Dataset entries
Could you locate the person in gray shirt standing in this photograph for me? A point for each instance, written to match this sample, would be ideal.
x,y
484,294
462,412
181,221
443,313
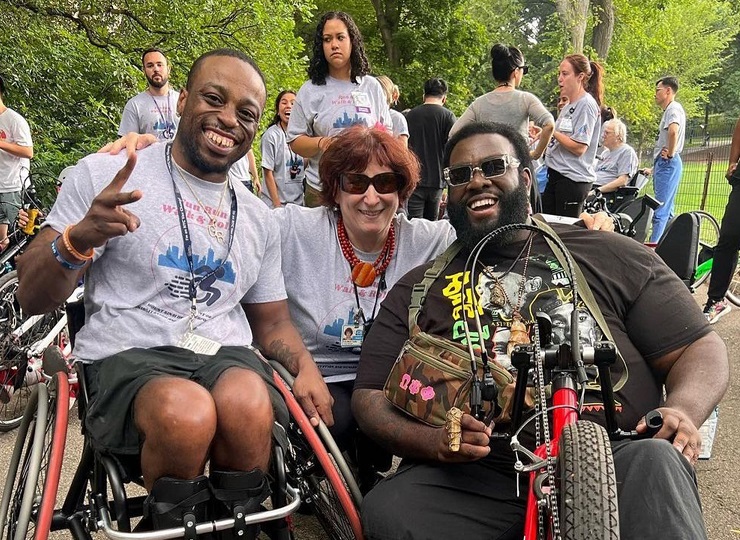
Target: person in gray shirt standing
* * *
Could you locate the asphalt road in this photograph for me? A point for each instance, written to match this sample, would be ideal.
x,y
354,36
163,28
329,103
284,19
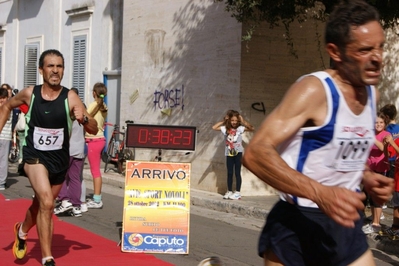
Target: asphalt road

### [What is required]
With the pictures omitted, restate word for word the lines above from the line that has "Could you locate the asphalt" up to and including the line that has "Target: asphalt road", and no other lines.

### [Problem solution]
Could you locate the asphalt road in this photograph for me? A point for each instance, written to match this sample, would be ideal.
x,y
354,36
163,28
329,103
284,19
Target: asphalt road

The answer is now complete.